-- Instruction --
Could you print each of the lines below word for word, with nothing changed, added, or left out?

▼▼▼

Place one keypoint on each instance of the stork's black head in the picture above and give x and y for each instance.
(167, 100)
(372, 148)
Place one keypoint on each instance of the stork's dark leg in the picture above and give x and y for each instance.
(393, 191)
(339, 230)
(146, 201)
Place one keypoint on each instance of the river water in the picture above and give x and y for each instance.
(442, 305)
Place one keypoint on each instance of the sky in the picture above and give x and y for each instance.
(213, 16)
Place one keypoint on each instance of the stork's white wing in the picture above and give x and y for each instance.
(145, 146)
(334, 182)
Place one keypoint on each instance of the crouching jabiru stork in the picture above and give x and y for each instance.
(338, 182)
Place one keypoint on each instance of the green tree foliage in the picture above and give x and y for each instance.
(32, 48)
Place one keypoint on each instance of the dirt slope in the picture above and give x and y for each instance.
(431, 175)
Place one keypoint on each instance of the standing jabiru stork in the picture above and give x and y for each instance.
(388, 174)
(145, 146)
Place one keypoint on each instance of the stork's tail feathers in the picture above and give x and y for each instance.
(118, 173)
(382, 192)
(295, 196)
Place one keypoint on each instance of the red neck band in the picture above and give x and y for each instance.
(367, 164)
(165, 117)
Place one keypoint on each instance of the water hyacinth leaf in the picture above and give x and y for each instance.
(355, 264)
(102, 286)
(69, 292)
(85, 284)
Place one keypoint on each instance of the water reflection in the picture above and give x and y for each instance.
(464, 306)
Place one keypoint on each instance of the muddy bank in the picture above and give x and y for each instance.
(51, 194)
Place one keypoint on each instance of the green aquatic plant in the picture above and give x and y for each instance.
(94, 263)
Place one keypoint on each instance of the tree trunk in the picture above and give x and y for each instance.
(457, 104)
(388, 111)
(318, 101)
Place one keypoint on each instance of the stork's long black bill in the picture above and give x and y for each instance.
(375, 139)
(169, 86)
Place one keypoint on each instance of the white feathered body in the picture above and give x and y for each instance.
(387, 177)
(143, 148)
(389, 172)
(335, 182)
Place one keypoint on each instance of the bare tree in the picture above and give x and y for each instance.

▲▲▲

-- Final answer --
Place one keypoint on each instance of the stork's black head in the picture above and give x and y for each instance.
(167, 100)
(372, 148)
Place one keypoint on each instance of the stork's dark leg in the picture above and give x and y for each instance.
(393, 191)
(339, 230)
(146, 201)
Place one keypoint on each instance of the river water in the picture above and give x and y for each instance.
(442, 305)
Place one keypoint on each instance of the sky in the picture above and give x and y for each instance.
(213, 16)
Place one keypoint on each instance of the stork's white wing in the picture above and give x and y for each instance.
(145, 146)
(334, 182)
Place one keypoint on each instance of the crouching jabiru stork in the picture above and give x and y for each instance.
(338, 182)
Place one keypoint on each instance of the green tree foliage in the picture above and give x and y for each instance.
(32, 48)
Place one keypoint on each instance of the dirt slope in the picture above and give x and y for each instance.
(431, 175)
Place one keypoint on each instance of the standing jabiru stork in the picture above and give x and y for each instance.
(388, 174)
(145, 146)
Place one keypoint on each instance of the stork's tail feathers in the picture above and give x and y for each instance.
(118, 173)
(382, 192)
(295, 196)
Place one keypoint on each instance of the red neck band in the picture above and give x and y for each instance.
(367, 164)
(165, 117)
Place one keypoint on each instance of the water hyacinth leaf in the picture above and give x and y for each instance.
(355, 264)
(102, 286)
(69, 292)
(85, 284)
Place one keypoint on each instance of the water reflection in the picture above and give x and y for each instance.
(464, 306)
Place one keypoint on each instance of the muddy bank in the picture above and give x and y for each instance.
(51, 194)
Place one keypoint on each instance of the green aquatic plant in the picture above and give x and y for each instance.
(94, 263)
Place one keypoint on each instance of the tree trunk in the picture above and give x and y for each instance.
(457, 104)
(388, 111)
(318, 101)
Place one keypoint on each instance of the stork's long black bill in the picture above and give x and y for each instance.
(375, 139)
(169, 86)
Place one keypoint on each instance of the white feathered body in the picture above and give x and y for each instance.
(387, 177)
(143, 148)
(389, 172)
(335, 182)
Place one keypoint on each instance of the bare tree in the picture above and give x and y for each instance.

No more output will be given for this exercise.